Supplied text
===
Still, while some plot points and presentations are innovative, many of these films suffer a glaring problem that feels anachronistic for a genre that claims to represent the future. The sci-fi romance has tended to depict women in outdated ways, inheriting the sexist traps that afflict both parent genres. Her dwells so utterly in Theodore’s loneliness that the primary role of its female characters, human and AI, is to develop the male protagonist. Ex Machina reduces its robot Ava to a sexy pile of wires, reflective of (and unwilling to challenge) the real-life gender problems with AI. And while Kate Winslet as Eternal Sunshine’s Clementine asserts her character beyond sexist tropes, the protagonist is still Jim Carrey starring as a Lonely Dude.

Still the fusion of two genres holds tremendous potential. I don’t doubt that we’ll see more sci-fi romances in our queues before long; the resurgence of genre content we saw this summer, coupled with Netflix’s relentless investment in sci-fi, will not likely be abating into the fall.

For now, the most promising sign from the genre comes not from film, but from TV. The “San Junipero” episode of Black Mirror begins with a meet-cute, in the technicolor 1980s: Yorkie (Mackenzie Davis) timidly wanders into a nightclub. She’s drawn onto the dance floor by a carefree Kelly (Gugu Mbatha-Raw), and the budding chemistry between them is unmistakable. We relax into the familiar warmth of a rom-com. That is, until we slowly realize that the beach town is not what, or when, it seems.
===
Dataset content
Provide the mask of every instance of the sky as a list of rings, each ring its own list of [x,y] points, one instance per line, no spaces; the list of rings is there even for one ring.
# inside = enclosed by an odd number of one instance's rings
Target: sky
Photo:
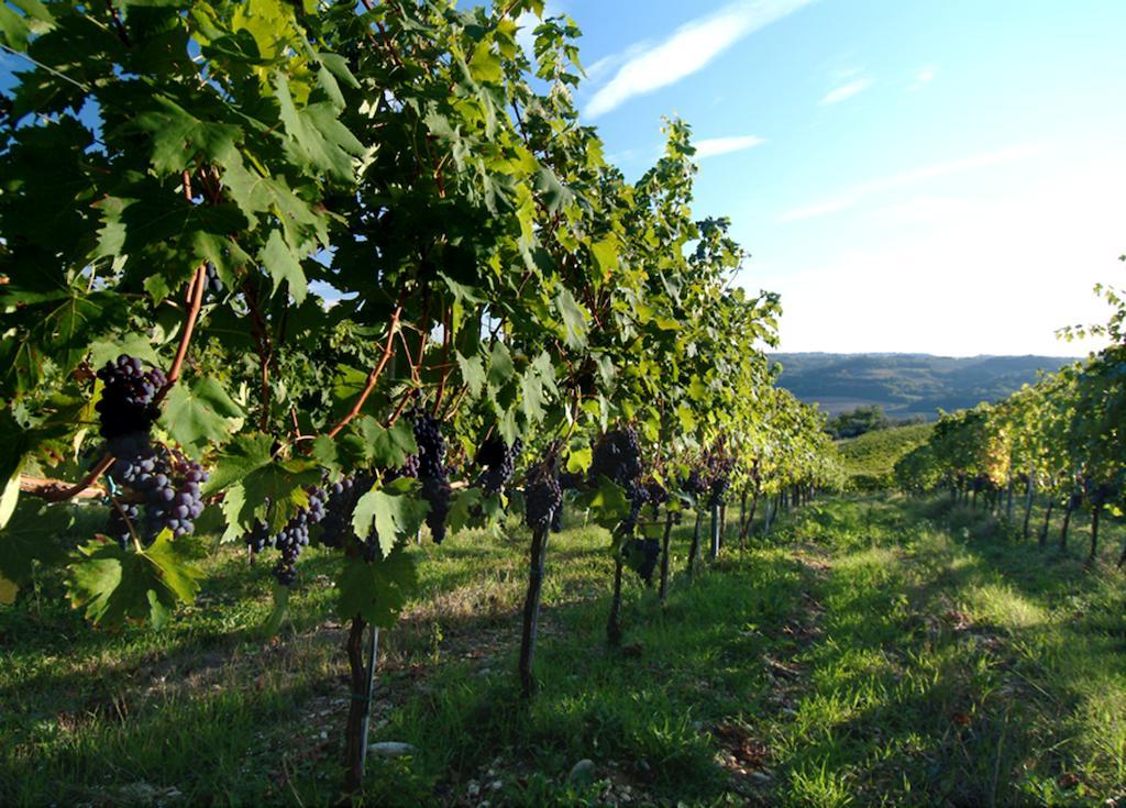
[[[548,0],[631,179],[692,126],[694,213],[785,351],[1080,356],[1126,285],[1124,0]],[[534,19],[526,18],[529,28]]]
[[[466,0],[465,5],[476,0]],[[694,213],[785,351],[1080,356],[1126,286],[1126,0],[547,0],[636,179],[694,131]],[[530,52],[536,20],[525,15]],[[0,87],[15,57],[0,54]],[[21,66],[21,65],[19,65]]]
===
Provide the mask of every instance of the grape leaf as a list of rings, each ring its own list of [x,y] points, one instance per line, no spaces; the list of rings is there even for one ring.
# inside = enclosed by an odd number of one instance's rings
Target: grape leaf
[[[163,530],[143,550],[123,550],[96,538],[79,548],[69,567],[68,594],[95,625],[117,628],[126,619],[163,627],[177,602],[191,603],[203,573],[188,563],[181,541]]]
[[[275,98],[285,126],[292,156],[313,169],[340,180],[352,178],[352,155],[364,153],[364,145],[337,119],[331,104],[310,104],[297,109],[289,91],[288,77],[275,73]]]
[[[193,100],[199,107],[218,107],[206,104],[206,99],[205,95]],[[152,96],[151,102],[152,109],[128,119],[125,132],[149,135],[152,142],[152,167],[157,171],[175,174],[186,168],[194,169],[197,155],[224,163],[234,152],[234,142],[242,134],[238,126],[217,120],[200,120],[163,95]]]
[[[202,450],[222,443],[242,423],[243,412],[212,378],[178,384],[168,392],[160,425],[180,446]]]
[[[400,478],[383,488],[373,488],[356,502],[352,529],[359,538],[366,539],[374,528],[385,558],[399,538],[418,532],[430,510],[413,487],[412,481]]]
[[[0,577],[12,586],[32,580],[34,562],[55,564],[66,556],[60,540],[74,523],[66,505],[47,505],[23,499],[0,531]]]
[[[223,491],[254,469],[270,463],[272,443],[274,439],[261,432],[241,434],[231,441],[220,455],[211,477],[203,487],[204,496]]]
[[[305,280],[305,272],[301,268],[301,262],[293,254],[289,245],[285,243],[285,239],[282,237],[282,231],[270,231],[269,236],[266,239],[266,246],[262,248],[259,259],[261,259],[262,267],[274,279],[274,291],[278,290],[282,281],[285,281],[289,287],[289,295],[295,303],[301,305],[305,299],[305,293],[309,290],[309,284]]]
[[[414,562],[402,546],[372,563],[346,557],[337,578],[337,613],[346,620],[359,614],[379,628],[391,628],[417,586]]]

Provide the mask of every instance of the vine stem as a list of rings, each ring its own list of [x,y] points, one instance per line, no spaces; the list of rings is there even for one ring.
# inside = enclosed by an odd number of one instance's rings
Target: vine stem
===
Tasks
(a) In the passage on sci-fi romance, what is the name of the robot in Ex Machina?
(b) Continue the passage on sci-fi romance from the point where it ends.
The items are separate material and are not connected to the passage on sci-fi romance.

Answers in order
(a) Ava.

(b)
“San Junipero” begins and ends as a love story, but one with a twist that deftly draws together conflicts concerning mortality and second chances, easily ranking it as one of the strongest episodes of the series. It represents my highest hopes for what the sci-fi romance can achieve: a reflection on how forms of love and desire have been restricted, and how tech could be an avenue to explore more just realities.

Thus far, creators in the genre have had no difficulty expanding our conceptions of science and technology; filmmakers easily dream up fictional gadgets and gizmos aplenty. Nevertheless, the genre suffers when its understanding of human relationships, particularly in its depictions of women, continues to be woefully unimaginative. The future of the sci-fi romance is less dependent on the ingenuity of the tech than it is on filmmakers’ insights on questions about love that have endured the test of time. If a sci-fi romance wants to present a meaningful projection of love in the future, it would do well to portray more kinds of relationships and more nuanced shades of love.

Maybe then we’d get a story worth keeping, a story set in a moment in time but impervious to time’s passage. One that, centuries from now, someone can cherish on her bookshelf in a shiny, futuristic San Francisco as dearly as a well-loved copy of Romeo and Juliet—be it a book, or hologram, or whatever the hell we’ll be reading on by that point.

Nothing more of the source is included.